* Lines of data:
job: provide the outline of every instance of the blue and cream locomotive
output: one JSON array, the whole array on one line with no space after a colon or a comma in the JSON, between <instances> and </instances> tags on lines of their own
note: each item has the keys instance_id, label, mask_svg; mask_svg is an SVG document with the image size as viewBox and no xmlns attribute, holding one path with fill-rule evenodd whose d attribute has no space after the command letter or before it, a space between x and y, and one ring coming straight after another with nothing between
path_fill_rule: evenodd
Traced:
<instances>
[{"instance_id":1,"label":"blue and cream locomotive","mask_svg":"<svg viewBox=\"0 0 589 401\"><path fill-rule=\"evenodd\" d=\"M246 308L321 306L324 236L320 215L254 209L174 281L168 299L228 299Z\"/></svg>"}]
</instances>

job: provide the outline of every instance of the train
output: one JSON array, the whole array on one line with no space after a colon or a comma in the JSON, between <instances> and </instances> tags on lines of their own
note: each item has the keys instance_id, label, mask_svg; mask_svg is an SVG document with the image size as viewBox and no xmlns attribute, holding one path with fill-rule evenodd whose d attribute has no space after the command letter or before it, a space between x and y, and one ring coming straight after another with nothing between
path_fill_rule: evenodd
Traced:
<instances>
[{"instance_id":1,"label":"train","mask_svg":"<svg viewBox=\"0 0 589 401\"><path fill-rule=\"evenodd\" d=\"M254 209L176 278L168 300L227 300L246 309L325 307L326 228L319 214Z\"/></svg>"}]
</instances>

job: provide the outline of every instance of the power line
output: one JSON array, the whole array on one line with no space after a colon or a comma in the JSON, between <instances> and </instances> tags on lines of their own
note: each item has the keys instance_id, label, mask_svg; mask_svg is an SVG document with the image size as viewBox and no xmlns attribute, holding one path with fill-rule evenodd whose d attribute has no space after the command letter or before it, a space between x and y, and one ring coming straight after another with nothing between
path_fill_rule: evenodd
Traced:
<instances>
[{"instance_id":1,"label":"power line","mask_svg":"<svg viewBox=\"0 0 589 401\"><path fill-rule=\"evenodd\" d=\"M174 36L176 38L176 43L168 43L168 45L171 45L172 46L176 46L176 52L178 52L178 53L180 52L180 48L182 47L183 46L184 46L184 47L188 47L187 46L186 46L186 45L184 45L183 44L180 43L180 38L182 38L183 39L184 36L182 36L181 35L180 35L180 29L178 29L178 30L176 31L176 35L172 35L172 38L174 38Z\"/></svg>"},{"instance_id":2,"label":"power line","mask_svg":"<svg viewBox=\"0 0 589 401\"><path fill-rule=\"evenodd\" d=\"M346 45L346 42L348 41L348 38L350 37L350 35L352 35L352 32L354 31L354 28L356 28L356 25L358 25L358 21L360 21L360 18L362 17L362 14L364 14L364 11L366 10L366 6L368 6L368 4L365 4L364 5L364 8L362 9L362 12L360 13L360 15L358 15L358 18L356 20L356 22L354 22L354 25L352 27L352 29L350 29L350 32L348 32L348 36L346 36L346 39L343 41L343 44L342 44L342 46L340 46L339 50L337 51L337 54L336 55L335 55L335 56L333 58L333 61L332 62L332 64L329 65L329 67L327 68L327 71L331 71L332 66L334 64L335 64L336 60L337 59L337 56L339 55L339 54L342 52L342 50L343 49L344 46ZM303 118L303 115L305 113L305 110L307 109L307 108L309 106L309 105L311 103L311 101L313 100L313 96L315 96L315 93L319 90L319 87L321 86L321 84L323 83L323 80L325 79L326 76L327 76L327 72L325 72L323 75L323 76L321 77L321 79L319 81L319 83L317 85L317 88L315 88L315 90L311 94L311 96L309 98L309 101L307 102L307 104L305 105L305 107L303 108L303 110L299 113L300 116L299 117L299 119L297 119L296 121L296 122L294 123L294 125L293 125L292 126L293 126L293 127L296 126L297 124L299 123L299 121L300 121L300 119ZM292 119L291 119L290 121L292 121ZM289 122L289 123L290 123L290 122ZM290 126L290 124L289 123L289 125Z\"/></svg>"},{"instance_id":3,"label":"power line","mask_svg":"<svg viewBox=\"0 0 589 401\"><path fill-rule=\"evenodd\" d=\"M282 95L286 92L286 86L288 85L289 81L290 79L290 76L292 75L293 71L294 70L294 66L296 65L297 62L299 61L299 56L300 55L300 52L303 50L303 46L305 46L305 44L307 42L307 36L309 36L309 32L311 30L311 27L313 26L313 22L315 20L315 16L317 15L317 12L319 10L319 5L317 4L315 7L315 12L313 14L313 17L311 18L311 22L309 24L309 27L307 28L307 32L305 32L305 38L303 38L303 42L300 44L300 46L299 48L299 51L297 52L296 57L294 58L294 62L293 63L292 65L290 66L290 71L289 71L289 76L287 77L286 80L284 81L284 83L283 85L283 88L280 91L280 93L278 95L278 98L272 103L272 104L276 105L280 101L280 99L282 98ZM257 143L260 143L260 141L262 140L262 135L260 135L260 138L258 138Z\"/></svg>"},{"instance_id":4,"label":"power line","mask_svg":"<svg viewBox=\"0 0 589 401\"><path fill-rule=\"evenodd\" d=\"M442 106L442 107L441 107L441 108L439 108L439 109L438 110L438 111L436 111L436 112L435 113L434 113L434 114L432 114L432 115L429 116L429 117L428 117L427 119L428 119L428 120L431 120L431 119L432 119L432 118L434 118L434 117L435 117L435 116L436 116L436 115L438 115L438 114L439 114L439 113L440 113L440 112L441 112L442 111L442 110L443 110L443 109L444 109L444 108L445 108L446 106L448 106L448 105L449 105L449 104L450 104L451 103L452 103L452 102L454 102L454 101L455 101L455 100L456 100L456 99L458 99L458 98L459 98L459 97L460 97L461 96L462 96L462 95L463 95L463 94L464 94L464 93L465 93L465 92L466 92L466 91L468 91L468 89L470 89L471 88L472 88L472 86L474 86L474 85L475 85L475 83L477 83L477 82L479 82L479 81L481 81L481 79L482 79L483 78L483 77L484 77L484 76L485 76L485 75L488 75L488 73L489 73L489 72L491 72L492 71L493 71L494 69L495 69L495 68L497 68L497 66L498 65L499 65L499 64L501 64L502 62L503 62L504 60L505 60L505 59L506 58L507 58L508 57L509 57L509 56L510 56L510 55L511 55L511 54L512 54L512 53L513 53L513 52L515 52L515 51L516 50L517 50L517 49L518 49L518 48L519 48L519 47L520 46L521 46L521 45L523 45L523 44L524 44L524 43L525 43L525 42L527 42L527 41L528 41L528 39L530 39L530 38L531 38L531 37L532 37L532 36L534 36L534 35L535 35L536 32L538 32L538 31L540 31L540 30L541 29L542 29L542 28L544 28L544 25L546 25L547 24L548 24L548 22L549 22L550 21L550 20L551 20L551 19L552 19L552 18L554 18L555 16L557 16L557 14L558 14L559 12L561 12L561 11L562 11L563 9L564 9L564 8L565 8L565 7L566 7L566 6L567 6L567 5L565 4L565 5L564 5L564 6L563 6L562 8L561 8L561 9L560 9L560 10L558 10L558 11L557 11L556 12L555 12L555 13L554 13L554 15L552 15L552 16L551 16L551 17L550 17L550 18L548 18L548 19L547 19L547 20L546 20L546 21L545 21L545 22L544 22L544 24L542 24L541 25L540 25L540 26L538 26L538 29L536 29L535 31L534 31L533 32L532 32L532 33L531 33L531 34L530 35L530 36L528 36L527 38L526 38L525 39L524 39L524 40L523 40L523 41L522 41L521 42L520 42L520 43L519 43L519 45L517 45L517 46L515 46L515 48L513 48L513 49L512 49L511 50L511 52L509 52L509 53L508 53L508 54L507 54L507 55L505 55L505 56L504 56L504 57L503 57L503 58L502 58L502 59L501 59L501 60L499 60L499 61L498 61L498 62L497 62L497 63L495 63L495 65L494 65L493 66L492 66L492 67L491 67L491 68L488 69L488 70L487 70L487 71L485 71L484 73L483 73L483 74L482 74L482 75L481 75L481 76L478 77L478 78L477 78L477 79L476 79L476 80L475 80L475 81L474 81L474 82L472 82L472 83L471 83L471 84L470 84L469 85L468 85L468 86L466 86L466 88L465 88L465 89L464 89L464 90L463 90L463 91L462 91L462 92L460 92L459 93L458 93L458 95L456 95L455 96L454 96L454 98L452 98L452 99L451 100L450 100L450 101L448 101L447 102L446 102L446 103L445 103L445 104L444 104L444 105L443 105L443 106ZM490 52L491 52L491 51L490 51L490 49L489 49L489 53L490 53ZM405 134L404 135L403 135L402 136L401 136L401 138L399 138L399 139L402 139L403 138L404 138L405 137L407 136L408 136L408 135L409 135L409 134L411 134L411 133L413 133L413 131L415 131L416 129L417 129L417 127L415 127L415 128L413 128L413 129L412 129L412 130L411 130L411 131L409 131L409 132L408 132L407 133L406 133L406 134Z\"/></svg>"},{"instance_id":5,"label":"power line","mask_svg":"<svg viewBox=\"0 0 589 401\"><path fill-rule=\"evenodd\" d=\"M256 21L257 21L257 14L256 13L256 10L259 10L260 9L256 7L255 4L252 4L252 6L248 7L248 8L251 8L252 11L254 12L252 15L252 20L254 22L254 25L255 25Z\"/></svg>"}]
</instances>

* JOB:
Find each line in the items above that contains the word "cream", and copy every such line in full.

* SOLUTION FOR THIS TASK:
job: provide the outline of every instance of the blue and cream locomotive
[{"instance_id":1,"label":"blue and cream locomotive","mask_svg":"<svg viewBox=\"0 0 589 401\"><path fill-rule=\"evenodd\" d=\"M246 308L321 306L324 236L320 215L254 209L174 281L168 299L228 299Z\"/></svg>"}]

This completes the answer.